[Dataset excerpts on pointing at objects]
▼
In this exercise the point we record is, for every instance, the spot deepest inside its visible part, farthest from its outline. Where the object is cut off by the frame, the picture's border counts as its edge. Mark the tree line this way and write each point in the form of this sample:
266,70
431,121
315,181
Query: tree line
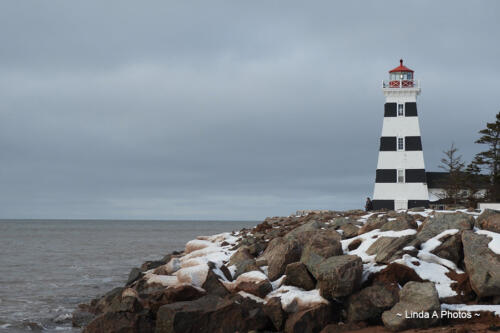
464,182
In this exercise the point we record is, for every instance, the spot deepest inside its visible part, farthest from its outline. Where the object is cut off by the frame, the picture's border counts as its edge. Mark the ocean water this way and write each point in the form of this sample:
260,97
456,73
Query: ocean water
48,267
▲
▶ **The request**
Rewrite all the rows above with "outline" replaced by "boundary" everywhere it appears, changing nothing else. Leave out the pictures.

▶ **Output**
In this exercise the point we record is, for every instance, the spot deepest inside its visible part, farthest from its boundary. Where the object is cut off by the frame, the picture's border counts as its edge. Mark the tree line this way and write each point in the form of this sample:
266,70
431,121
315,181
Query: tree line
464,182
In this exercise the point we record is, for every instance, the spot deepest inside its visible part, farthest from its boundary. Where the object is cut off by the frame, the picture's border counts as its edge. Mark the ocean water this way and write each point in the form of this sample:
260,97
456,73
Query: ocean water
48,267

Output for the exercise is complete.